┌────────

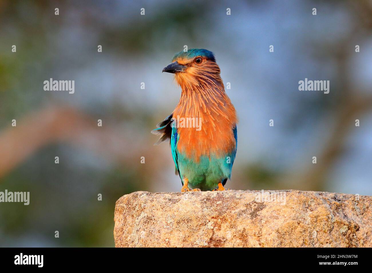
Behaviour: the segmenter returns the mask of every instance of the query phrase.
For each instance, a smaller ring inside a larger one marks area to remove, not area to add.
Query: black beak
[[[186,66],[180,65],[177,62],[173,62],[164,67],[162,72],[176,73],[183,72],[184,69],[186,68]]]

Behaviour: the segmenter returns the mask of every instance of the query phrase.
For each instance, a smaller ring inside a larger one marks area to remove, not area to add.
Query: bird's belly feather
[[[218,183],[227,178],[231,173],[231,166],[227,163],[226,157],[217,158],[202,156],[197,162],[182,154],[178,155],[178,167],[184,177],[189,179],[189,185],[192,188],[202,190],[216,188]]]

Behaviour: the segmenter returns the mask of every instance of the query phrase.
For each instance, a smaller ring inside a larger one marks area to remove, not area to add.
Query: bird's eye
[[[195,59],[195,62],[198,65],[200,65],[203,61],[203,59],[200,57],[198,57]]]

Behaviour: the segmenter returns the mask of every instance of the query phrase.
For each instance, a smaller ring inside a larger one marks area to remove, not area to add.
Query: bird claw
[[[189,187],[187,187],[187,186],[185,186],[185,185],[184,185],[182,187],[182,188],[181,189],[181,192],[190,192],[190,191],[191,191],[191,190],[189,189]]]
[[[222,183],[218,183],[218,188],[217,189],[212,189],[212,192],[214,191],[227,191],[229,189],[231,189],[230,188],[225,189],[224,188],[224,186],[222,185]]]
[[[187,186],[185,186],[185,185],[182,187],[182,188],[181,189],[181,192],[200,192],[201,191],[200,189],[189,189],[189,187]]]

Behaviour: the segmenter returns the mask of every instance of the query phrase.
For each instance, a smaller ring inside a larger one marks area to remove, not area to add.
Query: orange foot
[[[216,191],[227,191],[228,189],[225,189],[224,188],[224,186],[222,185],[222,183],[220,182],[218,183],[218,188],[217,189],[212,189],[212,192]]]
[[[200,191],[200,189],[190,189],[189,188],[189,187],[187,186],[187,185],[189,185],[189,179],[187,178],[185,178],[183,179],[183,186],[182,186],[182,188],[181,189],[181,192],[199,192]]]

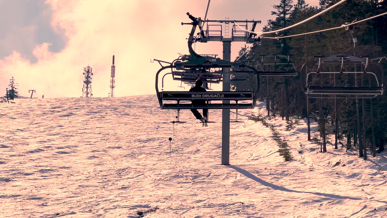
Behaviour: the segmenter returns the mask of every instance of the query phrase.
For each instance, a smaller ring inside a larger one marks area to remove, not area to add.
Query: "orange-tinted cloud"
[[[187,12],[204,18],[207,2],[47,0],[52,10],[52,27],[58,32],[64,30],[65,47],[55,53],[50,51],[49,43],[37,45],[33,54],[38,61],[34,63],[16,52],[0,60],[0,89],[5,90],[13,76],[22,95],[32,89],[36,89],[39,97],[43,92],[46,97],[82,96],[82,72],[88,62],[94,74],[91,83],[94,96],[107,97],[114,52],[116,96],[154,93],[155,74],[160,66],[151,63],[150,59],[171,61],[178,56],[177,52],[187,54],[185,39],[191,26],[180,24],[190,22]],[[260,20],[262,24],[257,29],[261,29],[271,18],[270,12],[275,3],[212,0],[207,18]],[[233,43],[232,59],[244,45]],[[222,57],[221,42],[197,43],[195,49],[199,54]],[[180,83],[166,84],[171,90]]]

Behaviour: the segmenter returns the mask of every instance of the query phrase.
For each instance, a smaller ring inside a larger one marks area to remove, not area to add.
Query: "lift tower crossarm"
[[[247,22],[247,23],[261,23],[261,22],[260,21],[254,21],[253,20],[252,21],[248,21],[247,20],[245,21],[229,21],[228,20],[209,20],[205,21],[206,22],[217,22],[218,23],[225,23],[225,22],[229,22],[229,23],[235,23],[235,22]]]

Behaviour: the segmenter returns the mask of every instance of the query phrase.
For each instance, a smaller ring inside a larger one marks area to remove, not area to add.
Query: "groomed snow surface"
[[[224,166],[221,110],[204,128],[182,111],[173,136],[176,111],[155,95],[15,102],[0,104],[1,217],[387,217],[386,152],[317,153],[304,120],[286,131],[276,118],[285,162],[270,129],[248,119],[263,103],[230,124]]]

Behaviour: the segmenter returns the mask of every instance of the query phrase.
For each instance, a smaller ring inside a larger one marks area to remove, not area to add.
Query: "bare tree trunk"
[[[267,116],[270,116],[270,101],[269,100],[270,98],[270,96],[269,95],[269,79],[267,79],[267,95],[266,97],[266,110],[267,110]]]
[[[308,140],[310,140],[310,118],[309,117],[309,97],[307,96],[307,118],[308,119]]]
[[[282,117],[282,120],[284,120],[284,117],[285,116],[285,113],[284,112],[284,89],[283,88],[281,89],[281,100],[282,101],[282,107],[281,109],[281,116]]]
[[[285,79],[285,117],[289,120],[289,79]]]

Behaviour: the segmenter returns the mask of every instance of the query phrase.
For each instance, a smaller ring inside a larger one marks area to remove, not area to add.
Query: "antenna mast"
[[[115,79],[114,79],[114,77],[116,76],[116,66],[114,66],[114,55],[113,55],[113,63],[111,65],[111,72],[110,74],[110,76],[111,77],[111,79],[110,79],[110,93],[109,95],[109,97],[114,97],[114,87],[115,86],[114,85],[114,83],[115,82]]]
[[[82,88],[82,97],[91,97],[93,95],[91,93],[91,80],[92,79],[91,76],[93,75],[92,69],[91,67],[89,65],[83,68],[83,74],[85,75],[85,79],[83,81],[83,88]]]

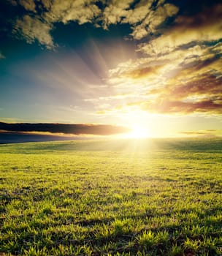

└────────

## [Your goal]
Pull out every line of the data that contains the string "bird". Case counts, so uppercase and lowercase letters do not match each other.

## [Exercise solution]
Query: bird's belly feather
Query: bird's eye
Query: bird claw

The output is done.